**Extrait choisi**:
━━━━━━━━━━

Cela dit, les normes et pratiques journalistiques imposées par Radio-Canada afin de garantir que la diffusion des reportages et que les interventions en ondes soient conformes aux plus hauts standards sont parfaitement louables pour la FPJQ. Cependant, la Fédération demeure perplexe quant aux moyens et aux contraintes imposées pour y arriver. "La question qui doit se poser est de savoir si la politique journalistique de Radio-Canada n’a pas le bras trop long en allant jusqu’à contrôler, si on veut, la vie privée de ses journalistes et leurs activités personnelles hors du travail", s’interroge la présidente, Anne-Marie Dussault.
"Est-ce que d’écrire un livre controversé équivaut à un engagement politique? Nous croyons que non, il n’y a rien dans ce livre qui laisse croire que Lester s’engage auprès d’une cause." Mme Dussault poursuit en soutenant que l’objet du litige n’a pas de lien avec le travail journalistique de Lester. "Est-ce que le fait que Lester offre sa vision sur l’histoire du Canada fait en sorte que ses topos sur l’international ne sont plus pertinents? Ce que nous défendons, au départ, c’est l’existence du livre, pas son contenu. [De plus,] il n’y a pas de propagande haineuse, on est donc dans le champ de la liberté d’expression", plaide la présidente.

━━━━━━━━━━

**Travail à faire**:
[A] Dans l'extrait, comment s'appelle la présidente qui s'interroge sur la politique journalistique de Radio-Canada ?
[B] Reproduisez à l'identique le passage de l'extrait qui commence par « Cela dit, les » et se poursuit jusqu'à « présidente, Anne-Marie Dussault. ».
Appuyez-vous uniquement sur l'extrait.

**Données fournies**:
━━━━━━━━━━

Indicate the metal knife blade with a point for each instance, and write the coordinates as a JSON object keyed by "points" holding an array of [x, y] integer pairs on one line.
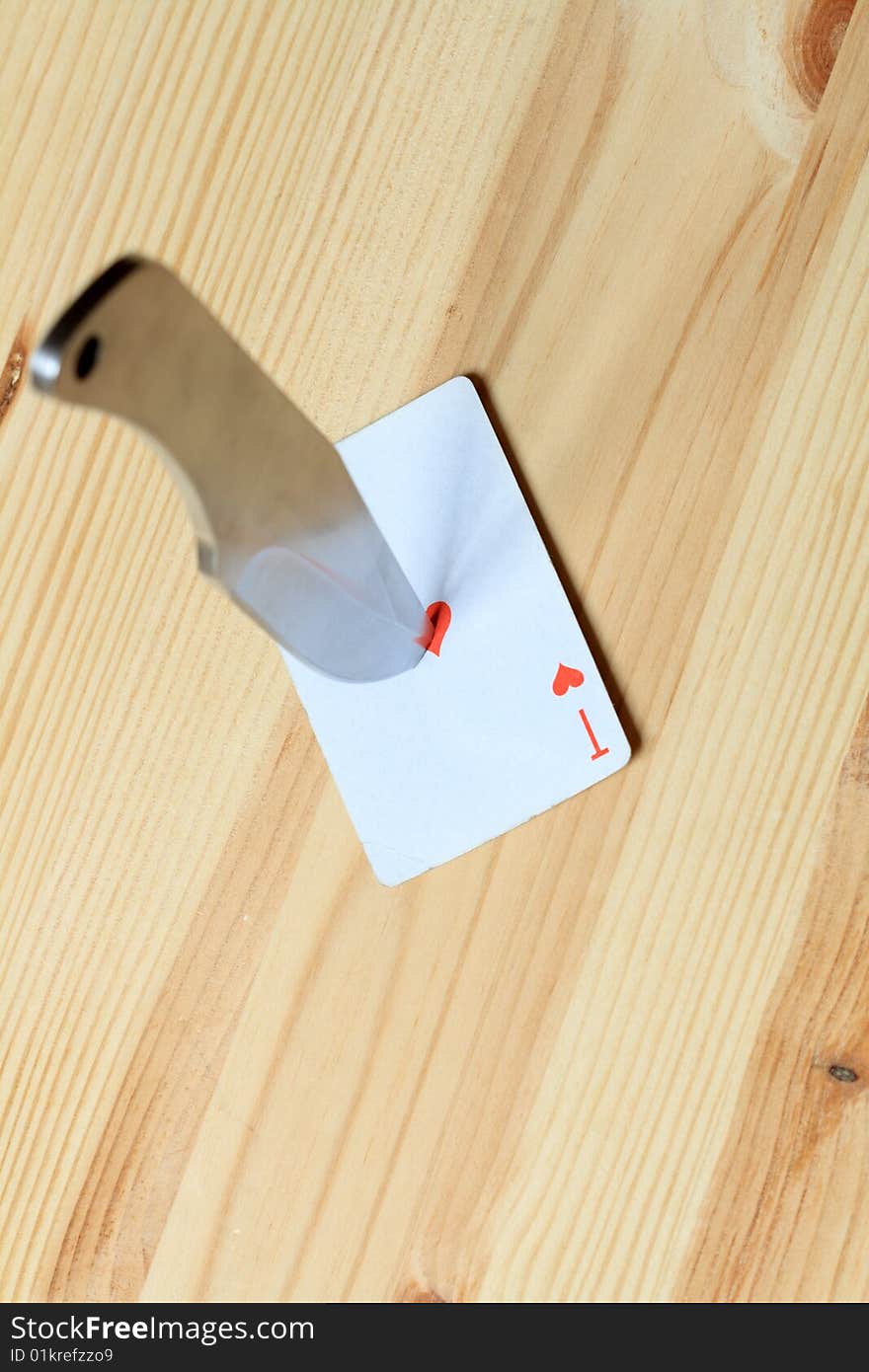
{"points": [[277, 519]]}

━━━━━━━━━━

**Résultats finaux**:
[A] Anne-Marie Dussault.

[B]
Cela dit, les normes et pratiques journalistiques imposées par Radio-Canada afin de garantir que la diffusion des reportages et que les interventions en ondes soient conformes aux plus hauts standards sont parfaitement louables pour la FPJQ. Cependant, la Fédération demeure perplexe quant aux moyens et aux contraintes imposées pour y arriver. "La question qui doit se poser est de savoir si la politique journalistique de Radio-Canada n’a pas le bras trop long en allant jusqu’à contrôler, si on veut, la vie privée de ses journalistes et leurs activités personnelles hors du travail", s’interroge la présidente, Anne-Marie Dussault.